Only the lines from the one containing "Check that every instance of the black" to the end of the material belong in your answer. Please copy them word for word.
<<<<
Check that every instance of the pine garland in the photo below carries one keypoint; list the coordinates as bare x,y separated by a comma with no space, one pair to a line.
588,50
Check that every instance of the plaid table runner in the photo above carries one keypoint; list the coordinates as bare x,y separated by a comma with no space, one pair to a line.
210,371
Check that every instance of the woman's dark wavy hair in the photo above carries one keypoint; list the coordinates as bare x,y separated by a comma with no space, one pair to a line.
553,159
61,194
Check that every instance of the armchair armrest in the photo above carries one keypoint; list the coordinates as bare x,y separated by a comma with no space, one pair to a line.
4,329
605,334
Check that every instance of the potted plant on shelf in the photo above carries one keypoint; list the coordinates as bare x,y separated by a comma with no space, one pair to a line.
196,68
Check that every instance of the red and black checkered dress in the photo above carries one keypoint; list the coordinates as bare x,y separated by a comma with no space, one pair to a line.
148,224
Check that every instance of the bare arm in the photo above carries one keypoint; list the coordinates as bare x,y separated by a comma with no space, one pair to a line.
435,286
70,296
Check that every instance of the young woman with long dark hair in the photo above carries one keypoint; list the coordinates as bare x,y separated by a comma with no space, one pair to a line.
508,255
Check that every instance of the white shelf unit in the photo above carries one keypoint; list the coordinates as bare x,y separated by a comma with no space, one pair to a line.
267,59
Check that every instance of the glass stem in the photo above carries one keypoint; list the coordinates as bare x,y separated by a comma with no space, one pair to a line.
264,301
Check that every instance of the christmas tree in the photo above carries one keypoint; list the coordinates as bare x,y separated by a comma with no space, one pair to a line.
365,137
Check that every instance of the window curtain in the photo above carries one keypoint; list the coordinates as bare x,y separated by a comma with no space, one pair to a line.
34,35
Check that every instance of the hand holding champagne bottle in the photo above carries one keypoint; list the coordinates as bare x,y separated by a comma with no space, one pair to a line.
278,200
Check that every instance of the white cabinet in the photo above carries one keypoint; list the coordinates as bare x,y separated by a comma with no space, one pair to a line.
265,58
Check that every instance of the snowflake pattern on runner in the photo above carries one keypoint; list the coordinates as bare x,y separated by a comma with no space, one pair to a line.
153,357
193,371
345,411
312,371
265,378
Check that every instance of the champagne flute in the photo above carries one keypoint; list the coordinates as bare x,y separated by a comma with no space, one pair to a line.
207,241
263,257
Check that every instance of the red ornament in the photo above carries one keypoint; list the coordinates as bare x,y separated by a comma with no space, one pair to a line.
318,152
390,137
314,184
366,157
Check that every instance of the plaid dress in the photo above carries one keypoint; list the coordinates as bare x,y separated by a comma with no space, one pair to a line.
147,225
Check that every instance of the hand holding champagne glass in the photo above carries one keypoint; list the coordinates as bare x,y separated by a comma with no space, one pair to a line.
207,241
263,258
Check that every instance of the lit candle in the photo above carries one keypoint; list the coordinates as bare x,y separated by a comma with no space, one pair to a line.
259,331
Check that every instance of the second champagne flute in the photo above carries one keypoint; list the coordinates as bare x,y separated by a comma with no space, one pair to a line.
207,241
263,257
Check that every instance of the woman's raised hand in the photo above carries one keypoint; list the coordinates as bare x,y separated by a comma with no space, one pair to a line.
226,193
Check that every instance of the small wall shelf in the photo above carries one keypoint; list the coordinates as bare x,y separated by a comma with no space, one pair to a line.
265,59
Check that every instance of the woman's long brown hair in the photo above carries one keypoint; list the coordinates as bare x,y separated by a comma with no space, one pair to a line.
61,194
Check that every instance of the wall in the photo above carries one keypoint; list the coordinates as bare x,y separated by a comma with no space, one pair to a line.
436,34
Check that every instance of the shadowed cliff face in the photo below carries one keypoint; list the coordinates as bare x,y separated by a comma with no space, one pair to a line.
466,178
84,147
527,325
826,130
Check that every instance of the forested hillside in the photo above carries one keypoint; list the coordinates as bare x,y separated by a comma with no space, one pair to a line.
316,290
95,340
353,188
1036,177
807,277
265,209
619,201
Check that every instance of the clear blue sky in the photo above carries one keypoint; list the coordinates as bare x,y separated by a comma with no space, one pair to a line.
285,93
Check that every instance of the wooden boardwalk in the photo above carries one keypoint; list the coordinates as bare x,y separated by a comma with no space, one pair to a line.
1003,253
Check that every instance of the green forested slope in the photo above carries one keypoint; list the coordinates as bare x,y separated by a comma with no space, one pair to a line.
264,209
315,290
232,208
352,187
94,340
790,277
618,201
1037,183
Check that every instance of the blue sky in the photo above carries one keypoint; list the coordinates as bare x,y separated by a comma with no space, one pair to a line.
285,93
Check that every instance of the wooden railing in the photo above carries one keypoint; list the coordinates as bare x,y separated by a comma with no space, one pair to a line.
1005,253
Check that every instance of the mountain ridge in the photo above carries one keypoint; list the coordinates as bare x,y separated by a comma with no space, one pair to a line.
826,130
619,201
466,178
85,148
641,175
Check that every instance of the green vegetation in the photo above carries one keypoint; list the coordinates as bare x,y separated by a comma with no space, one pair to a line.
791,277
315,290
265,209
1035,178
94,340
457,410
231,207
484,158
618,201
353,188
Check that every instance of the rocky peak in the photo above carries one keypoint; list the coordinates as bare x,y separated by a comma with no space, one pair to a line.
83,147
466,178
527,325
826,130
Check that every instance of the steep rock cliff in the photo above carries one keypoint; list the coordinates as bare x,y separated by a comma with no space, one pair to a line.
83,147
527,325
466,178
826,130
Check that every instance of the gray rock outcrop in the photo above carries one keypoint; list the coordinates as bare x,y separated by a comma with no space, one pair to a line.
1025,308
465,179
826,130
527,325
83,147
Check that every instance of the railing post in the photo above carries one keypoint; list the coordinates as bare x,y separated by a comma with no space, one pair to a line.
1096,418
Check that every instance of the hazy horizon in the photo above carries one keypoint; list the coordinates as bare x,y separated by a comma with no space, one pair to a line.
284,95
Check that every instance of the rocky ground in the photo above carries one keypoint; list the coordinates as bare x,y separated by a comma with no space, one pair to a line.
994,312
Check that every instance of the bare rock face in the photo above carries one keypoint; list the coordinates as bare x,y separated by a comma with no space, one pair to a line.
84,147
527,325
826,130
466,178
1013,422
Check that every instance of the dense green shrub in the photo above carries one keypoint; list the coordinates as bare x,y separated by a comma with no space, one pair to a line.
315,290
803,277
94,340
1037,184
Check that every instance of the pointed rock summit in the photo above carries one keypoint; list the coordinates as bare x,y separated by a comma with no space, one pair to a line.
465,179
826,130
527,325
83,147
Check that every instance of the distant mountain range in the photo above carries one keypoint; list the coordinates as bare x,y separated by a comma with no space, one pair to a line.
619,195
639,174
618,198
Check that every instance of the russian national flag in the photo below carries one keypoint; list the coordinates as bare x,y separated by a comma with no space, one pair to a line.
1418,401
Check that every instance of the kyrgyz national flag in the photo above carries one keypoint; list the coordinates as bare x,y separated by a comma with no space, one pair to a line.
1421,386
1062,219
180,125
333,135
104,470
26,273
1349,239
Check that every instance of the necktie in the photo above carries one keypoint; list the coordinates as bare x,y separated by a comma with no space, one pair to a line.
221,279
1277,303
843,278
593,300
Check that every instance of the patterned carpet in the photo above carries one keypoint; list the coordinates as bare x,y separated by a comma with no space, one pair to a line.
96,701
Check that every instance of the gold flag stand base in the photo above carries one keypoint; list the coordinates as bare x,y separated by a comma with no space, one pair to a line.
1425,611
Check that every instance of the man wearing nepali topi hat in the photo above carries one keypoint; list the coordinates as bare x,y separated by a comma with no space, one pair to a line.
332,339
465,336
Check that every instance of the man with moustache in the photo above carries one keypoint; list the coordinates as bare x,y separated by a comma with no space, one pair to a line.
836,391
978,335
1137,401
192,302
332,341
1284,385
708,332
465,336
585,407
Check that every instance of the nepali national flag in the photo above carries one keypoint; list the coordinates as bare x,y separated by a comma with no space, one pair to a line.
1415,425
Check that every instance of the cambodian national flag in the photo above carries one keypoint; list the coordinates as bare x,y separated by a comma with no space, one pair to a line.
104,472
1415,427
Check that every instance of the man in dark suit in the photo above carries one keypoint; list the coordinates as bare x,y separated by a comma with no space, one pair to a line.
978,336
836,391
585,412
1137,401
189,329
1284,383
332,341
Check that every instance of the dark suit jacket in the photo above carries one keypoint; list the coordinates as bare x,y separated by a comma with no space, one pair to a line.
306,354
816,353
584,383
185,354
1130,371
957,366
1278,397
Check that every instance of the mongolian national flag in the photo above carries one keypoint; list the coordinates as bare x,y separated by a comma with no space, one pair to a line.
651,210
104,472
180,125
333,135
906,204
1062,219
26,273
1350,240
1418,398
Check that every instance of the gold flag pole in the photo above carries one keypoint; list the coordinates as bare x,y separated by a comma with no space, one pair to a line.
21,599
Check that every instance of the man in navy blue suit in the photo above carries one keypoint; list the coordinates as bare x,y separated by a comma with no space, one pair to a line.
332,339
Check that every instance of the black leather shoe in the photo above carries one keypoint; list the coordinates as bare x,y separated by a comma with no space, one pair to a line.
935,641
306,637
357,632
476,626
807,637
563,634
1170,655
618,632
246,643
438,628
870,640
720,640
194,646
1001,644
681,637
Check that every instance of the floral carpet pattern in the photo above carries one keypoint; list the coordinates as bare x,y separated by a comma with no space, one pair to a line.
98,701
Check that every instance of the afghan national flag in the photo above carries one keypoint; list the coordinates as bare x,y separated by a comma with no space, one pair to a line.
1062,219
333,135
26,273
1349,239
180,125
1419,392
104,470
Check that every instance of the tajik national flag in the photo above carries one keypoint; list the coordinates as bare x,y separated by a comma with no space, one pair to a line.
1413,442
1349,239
>>>>
#### Output below:
Check that every instance of the black leather shoe in the photo above carries one keypoint; list the coordinates as bare x,y separated by a comma with no space, one pair to a line.
935,641
306,637
357,632
476,626
807,637
563,634
1170,655
618,632
246,643
438,628
870,640
720,640
194,646
1001,644
681,637
Check that every instance of the floral carpet pattern in the photo above carries one keypoint; list the coordinates as bare x,y separated by a comma with no space, one pair to a line.
98,701
Check that every instance of the afghan national flag in the photo above carries one keypoint; list the coordinates as bare x,y separated by a comma with no space, one pair to a line.
1062,219
333,135
26,273
1349,239
180,125
1419,392
104,470
Check that every instance of the tajik national flag in the photo above carries one keypoint; list the coordinates as bare x,y separated by a comma with no space, one pair to a line.
1413,442
1349,239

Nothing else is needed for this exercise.